The pressure roller 140 is rotationally driven when a drive force is transmitted thereto from a motor (not shown) provided in the body housing 2. The fixing belt 110 is rotated by the rotation of the pressure roller 140 because of a friction force of the pressure roller 140 against the fixing belt 110 (or the sheet S). The sheet S with the toner image transferred thereon is conveyed through an area between the pressure roller 140 and the heated fixing belt 110 (the nip portion N). Accordingly, the toner image (the toner) is thermally fixed.

The reflection member 150 reflects the radiant heat from the halogen lamp 120 toward the nip plate 130. The reflection member 150 is arranged at a predetermined distance from the halogen lamp 120 so as to surround (cover) the halogen lamp 120 inside the fixing belt 110.

The reflection member 150 is formed by bending a material with a high reflectivity for infrared radiation or far-infrared radiation, for example, an aluminum plate, to have a substantially U-like cross-sectional shape. In one example, the reflection member 150 includes a reflection portion 151 having a curve shape, and flange portions 152 extending outward in the front-rear direction from both end portions in the front-rear direction of the reflection portion 151.

The stay 160 supports front and rear end portions of the nip plate 130 (the base portion 131) through the reflection member 150 (the flange portions 152), and hence receives a load from the pressure roller 140. The stay 160 is arranged inside the fixing belt 110 so as to cover the reflection member 150. In some arrangements, if the nip plate 130 urges the pressure roller 140, the load is a reactive force of the urging force applied by the nip plate 130 to the pressure roller 140.

§ Required work:
a: In the fixing device passage, what material is given as an example for forming the reflection member 150?
b: Resume the fixing device passage after its last sentence, and keep the same style and subject.
The items that come next are drawn from a separate source.

§ Entries supplied:
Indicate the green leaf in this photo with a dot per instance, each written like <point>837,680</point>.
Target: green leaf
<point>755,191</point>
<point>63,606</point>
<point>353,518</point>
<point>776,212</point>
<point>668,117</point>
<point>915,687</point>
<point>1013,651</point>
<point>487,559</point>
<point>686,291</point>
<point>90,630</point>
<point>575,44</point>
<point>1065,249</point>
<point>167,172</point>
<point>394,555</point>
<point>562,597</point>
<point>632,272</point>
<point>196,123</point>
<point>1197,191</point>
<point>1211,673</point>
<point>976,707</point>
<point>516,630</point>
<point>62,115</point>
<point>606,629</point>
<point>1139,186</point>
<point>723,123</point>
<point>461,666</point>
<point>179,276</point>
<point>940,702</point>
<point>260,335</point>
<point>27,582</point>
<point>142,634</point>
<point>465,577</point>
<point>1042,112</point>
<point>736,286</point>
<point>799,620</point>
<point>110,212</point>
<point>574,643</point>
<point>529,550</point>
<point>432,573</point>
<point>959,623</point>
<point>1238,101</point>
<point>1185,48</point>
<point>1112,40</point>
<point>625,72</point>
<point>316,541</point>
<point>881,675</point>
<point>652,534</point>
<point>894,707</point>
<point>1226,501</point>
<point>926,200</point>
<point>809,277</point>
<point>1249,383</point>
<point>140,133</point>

§ Outputs in order:
a: An aluminum plate.

b:
The stay 160 is formed by bending a material with a relatively high rigidity, for example, a steel sheet to have a substantially U-like cross-sectional shape along the outer surface shape of the reflection member 150 (the reflection portion 151). Referring to FIG. 3, the stay 160 includes a right fixing portion 161 provided at the right and a left fixing portion 162 provided at the left. The right fixing portion 161 and the left fixing portion 162 extend rearward from an upper wall of the stay 160, and respectively have screw holes (illustrated without a reference sign) that penetrate through the right fixing portion 161 and the left fixing portion 162, respectively.

Referring to FIG. 4, the fixing device 100 includes a first frame 400, an urging mechanism 500, a second frame 600, and a change member 700, in addition to the above-described members.

The first frame 400 is a frame made of resin, in one example, and includes a lower wall 410 and a pair of side walls 420 that protrude upward from both ends in the left-right direction of the lower wall 410.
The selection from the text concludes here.